_What is asked_
Can you reproduce the listing below line for line, without changing a single character?

┌─ Record extracts

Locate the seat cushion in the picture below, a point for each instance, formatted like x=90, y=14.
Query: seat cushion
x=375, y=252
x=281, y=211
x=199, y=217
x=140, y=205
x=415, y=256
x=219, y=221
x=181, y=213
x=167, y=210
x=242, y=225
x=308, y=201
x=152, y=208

└─

_Response for this exercise_
Locate the seat cushion in the picture below, a point for each instance, formatted like x=90, y=14.
Query: seat cushion
x=375, y=252
x=281, y=211
x=199, y=217
x=140, y=205
x=415, y=256
x=219, y=221
x=181, y=213
x=167, y=210
x=242, y=225
x=308, y=201
x=152, y=208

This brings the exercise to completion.